:: EXERCISE ::
Rewrite the rows below, replacing "even-odd rule" with "nonzero winding rule" wherever it appears and leaving everything else unchanged.

##########

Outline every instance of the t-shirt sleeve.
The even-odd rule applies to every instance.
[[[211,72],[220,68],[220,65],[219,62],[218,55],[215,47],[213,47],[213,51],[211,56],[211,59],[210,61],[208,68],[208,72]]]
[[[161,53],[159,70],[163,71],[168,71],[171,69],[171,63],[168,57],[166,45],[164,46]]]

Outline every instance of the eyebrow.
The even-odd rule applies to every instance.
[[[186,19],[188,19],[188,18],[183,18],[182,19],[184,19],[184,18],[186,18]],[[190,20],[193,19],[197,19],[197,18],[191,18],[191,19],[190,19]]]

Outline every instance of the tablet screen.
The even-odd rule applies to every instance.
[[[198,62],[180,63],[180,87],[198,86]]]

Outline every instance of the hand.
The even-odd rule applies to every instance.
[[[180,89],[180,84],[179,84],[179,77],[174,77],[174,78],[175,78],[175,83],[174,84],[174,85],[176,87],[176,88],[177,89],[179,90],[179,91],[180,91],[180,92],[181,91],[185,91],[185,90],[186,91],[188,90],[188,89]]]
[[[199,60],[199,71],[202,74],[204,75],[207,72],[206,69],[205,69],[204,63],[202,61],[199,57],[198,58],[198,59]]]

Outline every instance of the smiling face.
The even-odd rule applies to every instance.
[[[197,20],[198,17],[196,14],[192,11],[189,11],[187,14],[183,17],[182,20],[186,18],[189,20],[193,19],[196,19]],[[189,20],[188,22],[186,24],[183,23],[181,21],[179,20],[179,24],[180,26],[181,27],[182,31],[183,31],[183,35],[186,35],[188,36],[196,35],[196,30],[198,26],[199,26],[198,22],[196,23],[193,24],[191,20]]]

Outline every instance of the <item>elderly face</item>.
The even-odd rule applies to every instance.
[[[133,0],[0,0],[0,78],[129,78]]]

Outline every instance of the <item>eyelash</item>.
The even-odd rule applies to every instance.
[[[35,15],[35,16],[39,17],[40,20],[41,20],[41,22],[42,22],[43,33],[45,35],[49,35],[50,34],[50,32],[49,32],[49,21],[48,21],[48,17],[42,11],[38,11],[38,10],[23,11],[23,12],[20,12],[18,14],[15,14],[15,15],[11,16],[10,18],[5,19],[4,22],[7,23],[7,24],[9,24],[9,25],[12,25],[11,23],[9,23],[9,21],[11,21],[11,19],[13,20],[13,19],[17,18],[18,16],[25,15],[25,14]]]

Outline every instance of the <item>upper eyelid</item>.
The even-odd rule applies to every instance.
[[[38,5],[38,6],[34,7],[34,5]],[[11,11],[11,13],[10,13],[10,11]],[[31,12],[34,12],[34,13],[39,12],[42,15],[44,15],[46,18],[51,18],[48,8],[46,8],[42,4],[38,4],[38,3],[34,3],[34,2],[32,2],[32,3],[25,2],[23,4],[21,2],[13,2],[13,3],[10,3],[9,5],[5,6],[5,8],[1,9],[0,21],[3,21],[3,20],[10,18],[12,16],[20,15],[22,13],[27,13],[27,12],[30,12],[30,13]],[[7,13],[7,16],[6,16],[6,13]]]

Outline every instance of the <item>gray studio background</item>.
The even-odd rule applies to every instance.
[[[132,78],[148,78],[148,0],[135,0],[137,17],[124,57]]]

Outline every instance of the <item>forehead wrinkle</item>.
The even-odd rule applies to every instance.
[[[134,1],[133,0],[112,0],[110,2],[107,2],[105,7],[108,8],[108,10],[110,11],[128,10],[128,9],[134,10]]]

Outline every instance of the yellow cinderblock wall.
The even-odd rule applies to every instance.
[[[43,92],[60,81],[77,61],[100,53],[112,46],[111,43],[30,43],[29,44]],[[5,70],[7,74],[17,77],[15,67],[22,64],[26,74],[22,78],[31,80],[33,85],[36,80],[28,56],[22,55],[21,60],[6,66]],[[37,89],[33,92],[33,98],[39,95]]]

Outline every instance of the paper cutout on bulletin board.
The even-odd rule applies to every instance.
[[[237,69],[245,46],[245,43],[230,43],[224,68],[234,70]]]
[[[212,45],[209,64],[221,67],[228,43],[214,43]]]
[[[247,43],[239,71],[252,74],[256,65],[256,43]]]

##########

:: EXERCISE RESPONSE ::
Outline every instance of the t-shirt sleeve.
The nonzero winding rule applies to every instance.
[[[211,72],[220,68],[220,65],[219,62],[218,55],[215,47],[213,47],[213,51],[211,56],[211,59],[210,61],[208,68],[208,72]]]
[[[161,53],[159,70],[163,71],[168,71],[171,69],[171,63],[168,57],[166,45],[164,46]]]

Outline every instance of the eyebrow.
The nonzero winding rule applies to every instance.
[[[186,19],[188,19],[188,18],[183,18],[182,19],[184,19],[184,18],[186,18]],[[190,20],[193,19],[197,19],[197,18],[191,18],[191,19],[190,19]]]

Outline every instance of the tablet screen.
The nonzero winding rule applies to every instance.
[[[198,62],[180,63],[180,87],[198,86]]]

Outline every instance of the hand.
The nonzero winding rule applies to every instance.
[[[180,89],[180,84],[179,84],[179,77],[174,77],[174,78],[175,78],[175,83],[174,84],[174,85],[176,87],[176,88],[177,89],[179,90],[179,91],[180,91],[180,92],[181,91],[185,91],[185,90],[186,91],[188,90],[188,89]]]
[[[199,60],[199,71],[202,74],[204,75],[207,72],[206,69],[205,69],[204,63],[202,61],[199,57],[198,58],[198,59]]]

Outline every instance of the smiling face.
The nonzero winding rule applies to every instance.
[[[197,20],[198,17],[196,14],[192,11],[189,11],[187,14],[183,17],[182,20],[186,18],[189,20],[193,19],[196,19]],[[189,20],[188,22],[186,24],[183,23],[181,21],[179,20],[179,24],[180,26],[181,27],[182,31],[183,31],[183,35],[186,35],[188,36],[196,35],[196,30],[198,26],[199,26],[198,22],[196,23],[193,24],[191,20]]]

Outline every instance of the <item>elderly face</item>.
The nonzero winding rule applies to every instance.
[[[133,0],[0,0],[0,78],[129,78]]]

Outline every instance of the <item>eyelash</item>.
The nonzero winding rule applies to every instance.
[[[35,15],[35,16],[39,17],[40,20],[41,20],[41,22],[42,22],[43,33],[45,35],[49,35],[50,34],[50,32],[49,32],[49,21],[48,21],[48,17],[42,11],[38,11],[38,10],[23,11],[23,12],[20,12],[18,14],[15,14],[15,15],[11,16],[10,18],[5,19],[4,22],[7,23],[7,24],[9,24],[9,25],[12,25],[11,23],[9,23],[9,21],[11,21],[11,19],[13,20],[13,19],[17,18],[18,16],[25,15],[25,14]]]

Outline every instance of the <item>upper eyelid</item>.
The nonzero winding rule applies to every instance.
[[[38,5],[38,6],[34,7],[34,5]],[[11,11],[11,13],[10,13],[10,11]],[[31,12],[34,12],[34,13],[39,12],[42,15],[44,15],[46,18],[51,18],[48,8],[46,8],[42,4],[38,4],[38,3],[34,3],[34,2],[32,2],[32,3],[25,2],[23,4],[21,2],[13,2],[13,3],[10,3],[9,5],[5,6],[5,8],[1,9],[0,21],[3,21],[3,20],[10,18],[12,16],[20,15],[22,13],[27,13],[27,12],[30,12],[30,13]],[[7,13],[7,16],[6,16],[6,13]]]

Outline every instance of the <item>gray studio background</item>.
The nonzero winding rule applies to every instance.
[[[132,78],[148,78],[148,0],[135,0],[137,17],[124,57]]]

Outline every instance of the <item>forehead wrinkle</item>.
The nonzero winding rule applies to every instance.
[[[134,1],[133,0],[112,0],[110,2],[107,2],[105,7],[108,8],[108,10],[110,11],[128,10],[128,9],[134,10]]]

Outline every instance of the yellow cinderblock wall.
The nonzero winding rule applies to every instance.
[[[43,92],[60,81],[77,61],[100,53],[112,46],[111,43],[30,43],[29,44]],[[5,70],[7,74],[17,77],[15,67],[22,64],[26,74],[22,78],[31,80],[33,85],[36,80],[28,56],[22,55],[21,60],[6,66]],[[37,89],[33,92],[33,98],[39,95]]]

Outline every instance of the paper cutout on bulletin board.
The nonzero winding rule applies to every instance.
[[[237,69],[245,46],[245,43],[230,43],[224,68],[234,70]]]
[[[212,45],[209,64],[221,67],[228,43],[214,43]]]
[[[247,43],[239,71],[252,74],[256,65],[256,43]]]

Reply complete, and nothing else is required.